Brief 1 - Count the lines in the listing that contain the word "arched", and give only that number.

If you have a hardware failure, you can try and use the storage devices on another device with the same hardware. If this is not available, there are a number of RAID recovery tools available. For example, this freely available RAID tool.
Using tools like these, you can reconstruct the RAID. In this example, I have connected two hard disks from the RAID 5 I used in the previous example. These are the hard disks at the top and the next one down. This demonstration had three hard disks in the set with one spare. Thus, since I am only using the first two, I am missing one. Therefore, the data will need to be rebuilt using the parity information.
I will now select the two hard disks and press the button, “Start RAID 5”. The process takes a while, so I will pause the video and return when it is complete. In this case, the RAID was detected as RAID 5 containing three hard disks. Pressing the “o.k.” button will start the recovery process – I won’t worry about doing it. The point to understand is, that if you have trouble with your RAID, there are options available for you to recover it.

Brief 2 - Return the RAID recovery passage above in full, reproducing every word and punctuation mark unchanged.

Dataset extract -
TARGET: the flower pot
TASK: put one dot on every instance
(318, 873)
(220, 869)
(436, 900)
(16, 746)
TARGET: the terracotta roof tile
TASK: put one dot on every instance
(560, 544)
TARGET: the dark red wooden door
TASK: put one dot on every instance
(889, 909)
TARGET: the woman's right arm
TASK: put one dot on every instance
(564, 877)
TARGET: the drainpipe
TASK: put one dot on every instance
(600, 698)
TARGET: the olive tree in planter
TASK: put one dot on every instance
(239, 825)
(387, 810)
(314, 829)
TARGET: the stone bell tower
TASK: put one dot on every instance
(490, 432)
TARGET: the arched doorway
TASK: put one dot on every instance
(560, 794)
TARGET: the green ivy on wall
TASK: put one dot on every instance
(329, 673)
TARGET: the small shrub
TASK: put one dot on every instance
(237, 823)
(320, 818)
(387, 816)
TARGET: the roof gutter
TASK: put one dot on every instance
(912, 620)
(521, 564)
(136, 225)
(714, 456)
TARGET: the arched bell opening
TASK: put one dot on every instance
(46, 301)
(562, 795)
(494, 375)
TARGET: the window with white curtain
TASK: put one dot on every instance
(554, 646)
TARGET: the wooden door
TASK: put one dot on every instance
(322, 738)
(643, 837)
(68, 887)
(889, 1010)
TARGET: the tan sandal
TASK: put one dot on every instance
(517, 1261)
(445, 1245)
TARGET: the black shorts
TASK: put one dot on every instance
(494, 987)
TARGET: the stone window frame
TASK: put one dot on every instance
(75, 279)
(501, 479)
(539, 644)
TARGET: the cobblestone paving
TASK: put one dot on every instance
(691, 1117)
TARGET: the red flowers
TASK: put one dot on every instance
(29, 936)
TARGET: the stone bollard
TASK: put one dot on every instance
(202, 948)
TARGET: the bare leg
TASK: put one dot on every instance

Task response 1 - 2

Task response 2 -
If you have a hardware failure, you can try and use the storage devices on another device with the same hardware. If this is not available, there are a number of RAID recovery tools available. For example, this freely available RAID tool.
Using tools like these, you can reconstruct the RAID. In this example, I have connected two hard disks from the RAID 5 I used in the previous example. These are the hard disks at the top and the next one down. This demonstration had three hard disks in the set with one spare. Thus, since I am only using the first two, I am missing one. Therefore, the data will need to be rebuilt using the parity information.
I will now select the two hard disks and press the button, “Start RAID 5”. The process takes a while, so I will pause the video and return when it is complete. In this case, the RAID was detected as RAID 5 containing three hard disks. Pressing the “o.k.” button will start the recovery process – I won’t worry about doing it. The point to understand is, that if you have trouble with your RAID, there are options available for you to recover it.